**WHAT YOU ARE ASKED TO DO**
Continue the article about new homeowners owing more on their mortgages than their homes are worth, starting after its last sentence.

SELECTED TEXT section start

An alarming number of new homeowners are discovering they owe more on their mortgage than their home is worth as surging interest rates send housing prices spiraling down.
About 250,000 Americans who took out a mortgage this year to buy a home are now underwater, meaning the home is worth less than the loan they took out on it, according to new data from Black Knight. Another 1 million have less than 10% equity.
That’s because the highest mortgage rates in decades, combined with already steep home prices, have made it one of the worst times in a generation for consumers to buy a new house.
“Though the home price correction has slowed, it has still exposed a meaningful pocket of equity risk,” said Ben Graboske, the Black Knight data and analyst president. “Make no mistake: negative equity rates continue to run far below historical averages, but a clear bifurcation of risk has emerged between mortgaged homes purchased relatively recently versus those bought early in or before the pandemic.”
During the COVID-19 pandemic, home prices soared at a pace not seen since the 1970s with mortgage rates near a record low. Homebuyers – flush with stimulus cash and eager for more space during the pandemic – flocked to the suburbs; demand was so strong, and inventory so low, at the height of the market, that some buyers waived home inspections and appraisals, or paid hundreds of thousands over asking price.
But painfully high inflation and rising borrowing costs have proven to be a lethal combination for the housing market, sapping consumer demand and sending home prices tumbling.
In total, about 8% of mortgages taken out this year are underwater, or roughly one in 12 homes bought in 2022. The situation is even worse for individuals with government-backed mortgages, according to Black Knight: About 25% of those buyers this year are now underwater.

SELECTED TEXT section end
GIVEN INFORMATION section start

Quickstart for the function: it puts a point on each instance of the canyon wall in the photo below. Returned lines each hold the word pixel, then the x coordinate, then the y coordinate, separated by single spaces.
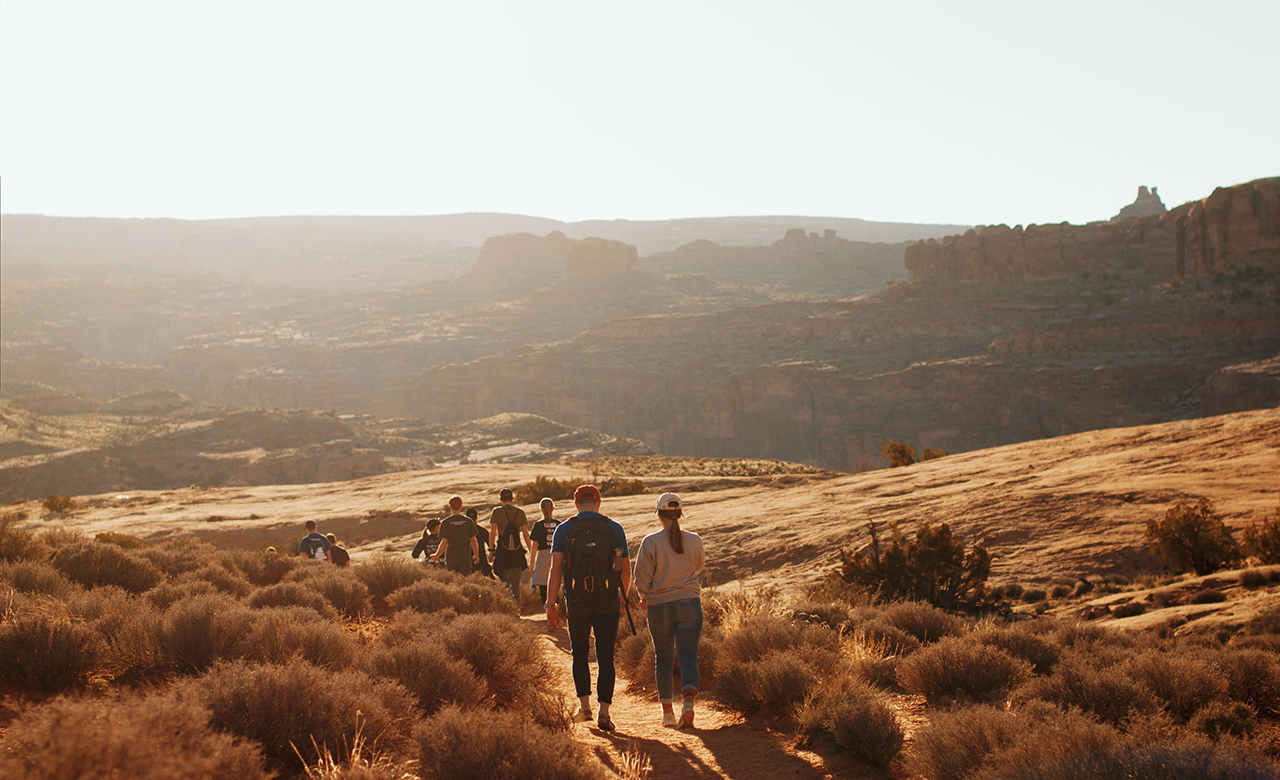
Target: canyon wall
pixel 1233 228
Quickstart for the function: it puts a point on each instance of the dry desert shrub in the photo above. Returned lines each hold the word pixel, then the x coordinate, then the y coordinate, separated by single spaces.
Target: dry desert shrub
pixel 169 593
pixel 923 620
pixel 449 591
pixel 1146 762
pixel 958 743
pixel 1182 684
pixel 731 609
pixel 291 594
pixel 474 744
pixel 338 587
pixel 763 634
pixel 961 665
pixel 778 680
pixel 506 653
pixel 227 580
pixel 300 710
pixel 407 625
pixel 1224 719
pixel 881 673
pixel 282 633
pixel 384 574
pixel 156 738
pixel 263 568
pixel 59 536
pixel 199 632
pixel 94 564
pixel 18 542
pixel 1022 643
pixel 1109 694
pixel 119 539
pixel 854 716
pixel 127 625
pixel 1192 537
pixel 426 670
pixel 36 578
pixel 832 614
pixel 1252 676
pixel 46 650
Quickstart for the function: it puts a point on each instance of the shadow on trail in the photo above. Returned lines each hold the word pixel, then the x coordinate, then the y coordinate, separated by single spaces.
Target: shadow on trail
pixel 762 756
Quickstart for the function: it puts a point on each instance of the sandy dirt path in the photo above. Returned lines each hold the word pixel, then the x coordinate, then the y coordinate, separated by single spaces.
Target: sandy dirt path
pixel 723 744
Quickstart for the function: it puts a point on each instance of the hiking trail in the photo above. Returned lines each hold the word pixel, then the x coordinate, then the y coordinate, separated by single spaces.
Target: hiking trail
pixel 722 743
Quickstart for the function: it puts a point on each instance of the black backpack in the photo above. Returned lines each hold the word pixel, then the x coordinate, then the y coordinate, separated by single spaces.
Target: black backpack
pixel 589 562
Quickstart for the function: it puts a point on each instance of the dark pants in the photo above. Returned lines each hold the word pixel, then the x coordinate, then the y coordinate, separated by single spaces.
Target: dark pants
pixel 603 619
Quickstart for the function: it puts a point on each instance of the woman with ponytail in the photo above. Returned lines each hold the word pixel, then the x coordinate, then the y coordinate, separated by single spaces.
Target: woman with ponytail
pixel 666 575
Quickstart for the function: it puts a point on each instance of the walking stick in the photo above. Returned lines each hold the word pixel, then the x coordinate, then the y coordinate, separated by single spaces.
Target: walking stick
pixel 626 602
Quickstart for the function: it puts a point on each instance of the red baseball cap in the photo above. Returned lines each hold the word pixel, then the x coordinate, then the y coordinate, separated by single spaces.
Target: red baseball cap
pixel 586 493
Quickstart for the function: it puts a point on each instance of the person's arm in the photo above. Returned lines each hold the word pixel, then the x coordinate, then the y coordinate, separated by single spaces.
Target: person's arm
pixel 553 583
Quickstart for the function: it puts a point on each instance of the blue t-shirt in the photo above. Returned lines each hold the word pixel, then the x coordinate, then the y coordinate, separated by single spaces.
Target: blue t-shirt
pixel 560 539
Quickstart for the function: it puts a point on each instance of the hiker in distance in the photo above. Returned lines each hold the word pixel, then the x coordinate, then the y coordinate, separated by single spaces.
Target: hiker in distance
pixel 338 555
pixel 540 547
pixel 589 556
pixel 429 543
pixel 483 568
pixel 506 525
pixel 314 544
pixel 457 539
pixel 667 569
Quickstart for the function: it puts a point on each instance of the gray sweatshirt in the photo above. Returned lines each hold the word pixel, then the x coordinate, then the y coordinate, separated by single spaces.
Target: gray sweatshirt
pixel 662 575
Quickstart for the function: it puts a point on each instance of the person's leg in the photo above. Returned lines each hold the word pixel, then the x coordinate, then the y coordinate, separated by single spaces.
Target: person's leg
pixel 606 624
pixel 580 641
pixel 661 629
pixel 686 632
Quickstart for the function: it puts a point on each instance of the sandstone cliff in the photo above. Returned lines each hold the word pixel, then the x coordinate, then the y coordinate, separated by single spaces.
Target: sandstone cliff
pixel 1233 228
pixel 1147 204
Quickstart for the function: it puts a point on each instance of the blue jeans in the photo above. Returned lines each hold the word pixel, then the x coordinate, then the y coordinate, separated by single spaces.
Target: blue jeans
pixel 676 628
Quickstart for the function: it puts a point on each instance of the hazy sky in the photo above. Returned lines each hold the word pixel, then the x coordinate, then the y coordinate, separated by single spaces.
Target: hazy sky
pixel 908 112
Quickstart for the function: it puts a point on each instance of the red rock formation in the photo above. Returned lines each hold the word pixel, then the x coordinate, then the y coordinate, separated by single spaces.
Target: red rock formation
pixel 1230 229
pixel 602 258
pixel 1147 204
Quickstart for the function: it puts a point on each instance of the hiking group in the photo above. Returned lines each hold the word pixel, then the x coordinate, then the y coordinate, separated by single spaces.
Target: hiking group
pixel 583 570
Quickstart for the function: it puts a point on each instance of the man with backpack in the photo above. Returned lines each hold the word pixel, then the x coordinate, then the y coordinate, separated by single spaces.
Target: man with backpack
pixel 457 539
pixel 589 556
pixel 506 525
pixel 314 544
pixel 338 555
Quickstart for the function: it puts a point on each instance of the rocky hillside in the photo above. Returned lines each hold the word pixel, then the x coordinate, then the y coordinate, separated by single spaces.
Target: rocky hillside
pixel 156 441
pixel 1233 229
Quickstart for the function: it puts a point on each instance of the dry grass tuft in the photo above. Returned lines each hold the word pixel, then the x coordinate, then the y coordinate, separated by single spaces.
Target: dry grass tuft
pixel 155 738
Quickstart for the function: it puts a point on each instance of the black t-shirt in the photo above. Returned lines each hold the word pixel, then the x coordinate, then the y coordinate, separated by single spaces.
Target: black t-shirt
pixel 339 555
pixel 458 530
pixel 542 534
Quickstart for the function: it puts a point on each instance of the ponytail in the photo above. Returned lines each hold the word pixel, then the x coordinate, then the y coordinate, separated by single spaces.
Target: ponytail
pixel 673 534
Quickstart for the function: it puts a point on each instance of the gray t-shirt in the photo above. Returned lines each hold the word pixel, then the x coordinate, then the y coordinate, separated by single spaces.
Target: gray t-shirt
pixel 662 575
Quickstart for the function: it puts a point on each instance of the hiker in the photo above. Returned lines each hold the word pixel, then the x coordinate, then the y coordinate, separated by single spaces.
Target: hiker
pixel 457 539
pixel 483 568
pixel 667 568
pixel 540 547
pixel 429 543
pixel 314 546
pixel 589 555
pixel 506 525
pixel 338 555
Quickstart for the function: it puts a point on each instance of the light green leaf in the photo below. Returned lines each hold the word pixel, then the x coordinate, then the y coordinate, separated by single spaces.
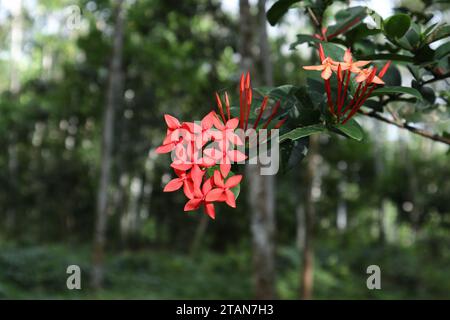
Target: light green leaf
pixel 397 25
pixel 352 129
pixel 302 132
pixel 397 90
pixel 278 10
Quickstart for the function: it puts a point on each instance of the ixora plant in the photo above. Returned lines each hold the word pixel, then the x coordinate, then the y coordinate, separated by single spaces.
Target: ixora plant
pixel 357 73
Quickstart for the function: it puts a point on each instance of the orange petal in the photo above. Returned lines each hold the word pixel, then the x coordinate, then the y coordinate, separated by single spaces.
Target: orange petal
pixel 326 73
pixel 214 195
pixel 210 211
pixel 361 63
pixel 230 199
pixel 173 185
pixel 318 68
pixel 192 204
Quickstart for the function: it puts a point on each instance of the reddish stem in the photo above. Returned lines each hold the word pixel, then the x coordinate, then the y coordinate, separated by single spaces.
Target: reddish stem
pixel 275 110
pixel 261 111
pixel 330 103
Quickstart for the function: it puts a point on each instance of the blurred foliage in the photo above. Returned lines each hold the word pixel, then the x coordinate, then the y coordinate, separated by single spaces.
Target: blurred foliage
pixel 176 55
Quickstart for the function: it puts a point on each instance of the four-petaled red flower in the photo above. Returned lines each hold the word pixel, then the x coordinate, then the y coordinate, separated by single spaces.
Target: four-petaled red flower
pixel 223 192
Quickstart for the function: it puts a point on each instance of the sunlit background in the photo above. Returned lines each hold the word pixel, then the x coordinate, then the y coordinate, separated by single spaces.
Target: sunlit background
pixel 383 201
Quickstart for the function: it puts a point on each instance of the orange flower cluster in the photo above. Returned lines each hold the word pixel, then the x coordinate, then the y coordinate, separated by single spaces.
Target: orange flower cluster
pixel 367 80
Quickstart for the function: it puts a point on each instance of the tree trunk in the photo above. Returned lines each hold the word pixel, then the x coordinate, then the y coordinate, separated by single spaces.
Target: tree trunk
pixel 307 272
pixel 14 87
pixel 113 99
pixel 261 188
pixel 379 169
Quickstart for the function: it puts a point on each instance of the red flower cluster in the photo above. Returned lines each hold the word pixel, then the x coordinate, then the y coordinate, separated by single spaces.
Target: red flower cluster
pixel 202 153
pixel 367 80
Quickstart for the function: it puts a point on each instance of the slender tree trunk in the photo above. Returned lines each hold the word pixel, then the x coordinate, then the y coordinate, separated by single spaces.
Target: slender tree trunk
pixel 113 99
pixel 300 218
pixel 379 169
pixel 16 46
pixel 14 88
pixel 307 272
pixel 198 235
pixel 261 188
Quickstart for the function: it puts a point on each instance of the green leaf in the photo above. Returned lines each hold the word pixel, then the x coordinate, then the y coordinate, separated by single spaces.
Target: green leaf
pixel 397 25
pixel 442 51
pixel 302 132
pixel 347 19
pixel 292 153
pixel 302 38
pixel 413 35
pixel 387 56
pixel 210 173
pixel 440 32
pixel 397 90
pixel 333 51
pixel 278 10
pixel 352 129
pixel 360 31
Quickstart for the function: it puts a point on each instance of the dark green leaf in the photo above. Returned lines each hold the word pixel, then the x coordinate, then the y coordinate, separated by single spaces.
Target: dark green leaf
pixel 278 10
pixel 352 129
pixel 397 90
pixel 292 152
pixel 346 20
pixel 387 56
pixel 442 51
pixel 440 32
pixel 302 132
pixel 397 25
pixel 302 38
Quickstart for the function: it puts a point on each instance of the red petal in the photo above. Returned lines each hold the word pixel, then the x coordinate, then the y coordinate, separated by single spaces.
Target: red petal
pixel 217 123
pixel 207 121
pixel 218 181
pixel 236 156
pixel 188 189
pixel 192 204
pixel 172 122
pixel 214 195
pixel 181 166
pixel 233 181
pixel 197 175
pixel 165 148
pixel 230 199
pixel 207 186
pixel 225 169
pixel 232 123
pixel 210 211
pixel 173 185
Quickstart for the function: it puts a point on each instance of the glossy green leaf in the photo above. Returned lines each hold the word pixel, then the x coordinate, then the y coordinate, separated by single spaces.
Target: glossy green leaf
pixel 292 153
pixel 440 32
pixel 302 38
pixel 387 56
pixel 302 132
pixel 442 51
pixel 352 129
pixel 347 20
pixel 278 10
pixel 397 90
pixel 397 25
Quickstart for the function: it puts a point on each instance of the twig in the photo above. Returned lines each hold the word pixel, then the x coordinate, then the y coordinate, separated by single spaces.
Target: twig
pixel 406 126
pixel 437 78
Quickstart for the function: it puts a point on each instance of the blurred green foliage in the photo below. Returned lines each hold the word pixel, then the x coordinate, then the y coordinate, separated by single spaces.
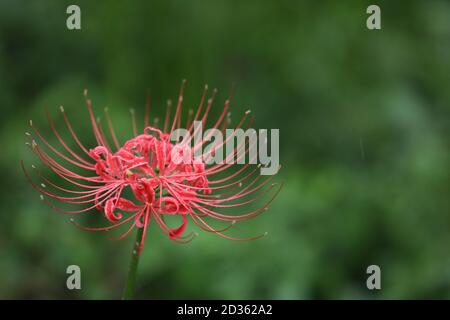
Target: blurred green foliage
pixel 364 120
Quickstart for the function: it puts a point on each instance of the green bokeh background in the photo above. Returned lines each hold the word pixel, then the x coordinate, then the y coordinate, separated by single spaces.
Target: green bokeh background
pixel 364 129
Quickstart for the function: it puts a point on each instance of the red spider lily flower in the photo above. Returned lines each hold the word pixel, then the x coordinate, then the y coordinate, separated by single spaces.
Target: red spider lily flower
pixel 160 186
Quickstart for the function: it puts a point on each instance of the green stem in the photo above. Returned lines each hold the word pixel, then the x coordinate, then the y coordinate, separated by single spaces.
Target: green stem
pixel 131 278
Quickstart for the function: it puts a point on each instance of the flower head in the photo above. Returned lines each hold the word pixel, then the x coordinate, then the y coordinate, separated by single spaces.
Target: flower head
pixel 160 186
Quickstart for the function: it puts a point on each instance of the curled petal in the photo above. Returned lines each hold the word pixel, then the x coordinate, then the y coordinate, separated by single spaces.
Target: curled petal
pixel 178 232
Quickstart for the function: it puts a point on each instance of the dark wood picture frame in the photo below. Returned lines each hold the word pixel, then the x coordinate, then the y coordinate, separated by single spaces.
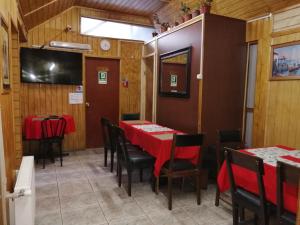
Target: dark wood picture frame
pixel 168 55
pixel 283 61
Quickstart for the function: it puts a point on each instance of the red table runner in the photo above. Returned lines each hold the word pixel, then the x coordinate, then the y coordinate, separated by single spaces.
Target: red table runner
pixel 33 130
pixel 160 148
pixel 247 180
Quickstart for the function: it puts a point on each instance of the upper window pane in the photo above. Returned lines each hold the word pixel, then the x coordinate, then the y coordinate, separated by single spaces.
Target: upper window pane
pixel 103 28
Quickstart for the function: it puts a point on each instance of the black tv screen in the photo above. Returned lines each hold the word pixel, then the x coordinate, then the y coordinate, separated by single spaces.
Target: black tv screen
pixel 50 67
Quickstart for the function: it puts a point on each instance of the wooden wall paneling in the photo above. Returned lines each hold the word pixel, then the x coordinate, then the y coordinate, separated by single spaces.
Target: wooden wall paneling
pixel 282 125
pixel 260 31
pixel 149 78
pixel 53 99
pixel 15 73
pixel 8 109
pixel 149 48
pixel 143 87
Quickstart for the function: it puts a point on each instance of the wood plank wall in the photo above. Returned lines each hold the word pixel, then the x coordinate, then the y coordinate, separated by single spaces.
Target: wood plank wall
pixel 53 99
pixel 16 85
pixel 8 11
pixel 277 103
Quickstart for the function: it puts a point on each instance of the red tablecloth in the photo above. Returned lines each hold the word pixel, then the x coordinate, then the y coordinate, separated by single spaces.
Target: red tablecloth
pixel 32 126
pixel 158 148
pixel 247 180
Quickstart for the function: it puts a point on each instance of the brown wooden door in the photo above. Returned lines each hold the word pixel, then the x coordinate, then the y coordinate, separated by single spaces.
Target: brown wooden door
pixel 149 88
pixel 102 99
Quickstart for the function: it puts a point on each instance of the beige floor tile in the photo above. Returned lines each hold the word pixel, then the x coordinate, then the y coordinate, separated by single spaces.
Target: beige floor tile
pixel 46 190
pixel 71 202
pixel 205 214
pixel 69 176
pixel 115 195
pixel 124 209
pixel 84 216
pixel 141 220
pixel 174 217
pixel 47 205
pixel 68 168
pixel 74 187
pixel 45 178
pixel 103 182
pixel 87 193
pixel 49 219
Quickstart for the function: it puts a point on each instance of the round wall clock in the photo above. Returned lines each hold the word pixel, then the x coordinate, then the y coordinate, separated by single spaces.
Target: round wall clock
pixel 105 44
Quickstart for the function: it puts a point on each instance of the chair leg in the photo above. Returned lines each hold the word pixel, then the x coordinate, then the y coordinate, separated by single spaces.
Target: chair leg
pixel 157 185
pixel 44 154
pixel 217 200
pixel 241 213
pixel 60 152
pixel 112 155
pixel 129 182
pixel 105 156
pixel 170 192
pixel 141 175
pixel 235 214
pixel 120 175
pixel 256 219
pixel 198 180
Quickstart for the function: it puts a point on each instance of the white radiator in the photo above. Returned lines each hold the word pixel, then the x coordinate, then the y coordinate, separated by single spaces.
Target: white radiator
pixel 22 203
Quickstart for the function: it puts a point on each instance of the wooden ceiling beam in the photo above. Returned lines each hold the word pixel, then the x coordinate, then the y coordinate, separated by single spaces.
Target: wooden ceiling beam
pixel 39 8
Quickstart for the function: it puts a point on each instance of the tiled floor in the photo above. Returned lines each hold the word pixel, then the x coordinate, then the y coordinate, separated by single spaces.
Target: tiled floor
pixel 83 192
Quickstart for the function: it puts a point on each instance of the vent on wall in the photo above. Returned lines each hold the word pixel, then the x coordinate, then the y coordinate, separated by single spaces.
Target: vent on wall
pixel 69 45
pixel 286 20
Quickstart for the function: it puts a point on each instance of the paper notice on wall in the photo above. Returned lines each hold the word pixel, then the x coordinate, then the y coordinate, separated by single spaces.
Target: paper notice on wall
pixel 173 80
pixel 102 77
pixel 75 98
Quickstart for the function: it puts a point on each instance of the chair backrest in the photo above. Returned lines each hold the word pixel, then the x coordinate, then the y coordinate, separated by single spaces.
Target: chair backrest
pixel 227 138
pixel 105 132
pixel 53 127
pixel 186 140
pixel 131 116
pixel 249 162
pixel 119 141
pixel 285 174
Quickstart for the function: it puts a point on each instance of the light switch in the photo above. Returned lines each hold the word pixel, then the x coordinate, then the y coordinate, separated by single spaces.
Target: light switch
pixel 199 76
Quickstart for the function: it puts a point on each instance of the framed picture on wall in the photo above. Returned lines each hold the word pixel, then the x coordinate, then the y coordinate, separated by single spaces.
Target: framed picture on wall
pixel 4 46
pixel 285 61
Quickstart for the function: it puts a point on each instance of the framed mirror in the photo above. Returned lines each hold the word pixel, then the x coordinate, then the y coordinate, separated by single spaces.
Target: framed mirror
pixel 174 76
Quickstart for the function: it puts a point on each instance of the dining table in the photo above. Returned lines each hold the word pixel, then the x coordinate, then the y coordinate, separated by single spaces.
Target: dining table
pixel 247 180
pixel 157 141
pixel 32 128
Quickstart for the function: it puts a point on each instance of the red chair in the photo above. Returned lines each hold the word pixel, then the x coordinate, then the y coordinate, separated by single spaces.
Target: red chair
pixel 290 175
pixel 53 130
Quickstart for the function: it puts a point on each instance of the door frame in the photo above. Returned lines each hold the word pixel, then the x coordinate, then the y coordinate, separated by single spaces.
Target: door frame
pixel 84 57
pixel 144 85
pixel 245 109
pixel 3 178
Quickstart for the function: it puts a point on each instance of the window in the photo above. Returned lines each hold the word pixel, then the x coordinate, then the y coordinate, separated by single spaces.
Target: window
pixel 103 28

GIVEN INFORMATION section end

**TASK RESULT**
“This is an illustrative and, unfortunately, potentially vulnerable cohort that we will continue to keep a close eye on in the months ahead,” Graboske said.
The problem could get worse before it begins to improve. Some experts see prices falling as much as 20% over the next year as a result of higher mortgage rates.
A confluence of data released last month showed that the housing market is already rapidly deteriorating: Sales of existing homes tumbled in October for the ninth straight month; homebuilder sentiment fell to the lowest level since 2012 in November; and investor home purchases plunged 30%.
Many experts agree the housing market will worsen as the Federal Reserve tightens policy at the fastest pace in three decades in order to crush runaway inflation.
Policymakers have voted to approve six consecutive interest rate increases this year, including four consecutive 75-basis-point hikes in June, July, September and November.
The average rate for a 30-year fixed mortgage fell to 6.33% this week, according to the latest data released last week from mortgage lender Freddie Mac. That is significantly higher than just one year ago when rates stood at 3.10%, although it’s down from a peak of 7.08%.